* [Page extract]
begin

-1

I've been reading how to improve code in R taking a look a some of the answers here and also reading a bit of the R inferno document. Now I have this problem and the loop I created seems to be taking forever (15 hours and counting).

k <- NROW(unique(df$EndStation.Id))
l <- NROW(unique(df$StartStation.Id))
m1 <- as.matrix(df[,c("Duration","StartStation.Id","EndStation.Id")])
g <- function(m){
    for (i in 1:l){
        for (j in 1:k){
            duration <- m[(m[,2]==i & m[,3]==j),1]
            if (NROW(duration)<=1) {
                m[(m[,2]==i & m[,3]==j),1] <- NA
                next
        }
        duration <- duration/median(duration)
        m[(m[,2]==i & m[,3]==j),1] <-  duration
        }
    }
return(m)
}

answer <- g(m1)

end

* [Material to process]
begin

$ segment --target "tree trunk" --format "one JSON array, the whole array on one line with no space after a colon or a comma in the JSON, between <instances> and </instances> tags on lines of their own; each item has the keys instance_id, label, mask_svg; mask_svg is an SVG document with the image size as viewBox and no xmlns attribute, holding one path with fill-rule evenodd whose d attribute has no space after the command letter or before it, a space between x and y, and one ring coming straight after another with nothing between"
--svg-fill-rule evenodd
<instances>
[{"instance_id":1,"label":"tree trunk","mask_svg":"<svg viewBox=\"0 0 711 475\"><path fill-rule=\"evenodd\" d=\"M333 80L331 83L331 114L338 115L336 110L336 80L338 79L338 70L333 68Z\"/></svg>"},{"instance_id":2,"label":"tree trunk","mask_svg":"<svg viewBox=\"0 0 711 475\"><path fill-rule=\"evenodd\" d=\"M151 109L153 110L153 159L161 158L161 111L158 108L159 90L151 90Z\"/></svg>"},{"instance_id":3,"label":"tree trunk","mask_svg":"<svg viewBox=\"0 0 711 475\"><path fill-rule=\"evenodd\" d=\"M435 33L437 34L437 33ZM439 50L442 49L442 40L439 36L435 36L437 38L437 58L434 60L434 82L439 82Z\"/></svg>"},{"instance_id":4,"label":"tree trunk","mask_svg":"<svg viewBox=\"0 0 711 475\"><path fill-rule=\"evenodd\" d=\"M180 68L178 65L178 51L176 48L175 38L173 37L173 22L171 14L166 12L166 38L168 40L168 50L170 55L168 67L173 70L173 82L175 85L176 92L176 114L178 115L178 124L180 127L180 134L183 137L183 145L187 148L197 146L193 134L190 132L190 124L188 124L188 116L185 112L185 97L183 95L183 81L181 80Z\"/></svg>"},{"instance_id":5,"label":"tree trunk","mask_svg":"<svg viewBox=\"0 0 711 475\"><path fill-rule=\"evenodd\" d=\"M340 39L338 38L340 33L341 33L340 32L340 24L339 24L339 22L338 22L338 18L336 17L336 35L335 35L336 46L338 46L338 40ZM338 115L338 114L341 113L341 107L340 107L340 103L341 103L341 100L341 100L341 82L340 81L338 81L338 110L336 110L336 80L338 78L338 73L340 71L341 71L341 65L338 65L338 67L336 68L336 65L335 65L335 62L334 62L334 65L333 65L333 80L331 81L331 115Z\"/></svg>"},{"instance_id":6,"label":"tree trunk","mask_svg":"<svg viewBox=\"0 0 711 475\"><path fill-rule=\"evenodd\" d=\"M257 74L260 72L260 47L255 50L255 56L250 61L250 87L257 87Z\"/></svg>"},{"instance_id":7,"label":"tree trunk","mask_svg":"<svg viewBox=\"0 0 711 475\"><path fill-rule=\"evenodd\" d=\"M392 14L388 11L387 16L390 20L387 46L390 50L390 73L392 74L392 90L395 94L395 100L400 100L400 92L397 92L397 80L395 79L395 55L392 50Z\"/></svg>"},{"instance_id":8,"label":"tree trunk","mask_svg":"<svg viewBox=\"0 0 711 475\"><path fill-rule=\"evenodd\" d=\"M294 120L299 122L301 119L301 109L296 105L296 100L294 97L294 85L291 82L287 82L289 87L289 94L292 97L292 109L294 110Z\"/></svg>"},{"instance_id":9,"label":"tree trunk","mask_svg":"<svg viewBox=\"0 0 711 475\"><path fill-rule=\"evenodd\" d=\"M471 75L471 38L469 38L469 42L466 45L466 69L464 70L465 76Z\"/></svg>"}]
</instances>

end

* [Requirement 1]
Count the lines in the rows that contain the string "instances", and give only that number.
* [Requirement 2]
Continue the post about the slow nested R loop from the point where it stops.
The R post and the rows have nothing to do with each other.

* [Expected answer 1]
3

* [Expected answer 2]
The number of Stations (Start and End) is both 750 and the duration vector size can vary a lot from 1 or 2 to 80. Is this loop improbable or should I give up and try to get access to a faster computer.

Best regards, Fernando

  • 2
    Welcome to StackOverflow! Please read up on [how to ask a good question](https://stackoverflow.com/help/how-to-ask) and make your example [reproducible](http://stackoverflow.com/questions/5963269/how-to-make-a-great-r-reproducible-example). – Thomas K Jun 17 '17 at 10:16
  • Your loop runs 750x750 times, but you are using vector operations not scalar. – Marichyasana Jun 17 '17 at 10:29

2 Answers2

0

The code is a bit hard to read, but I think this is what you want to do:

library(data.table)
## generate a data table
dt <- setDT(df[,c("Duration","StartStation.Id","EndStation.Id")])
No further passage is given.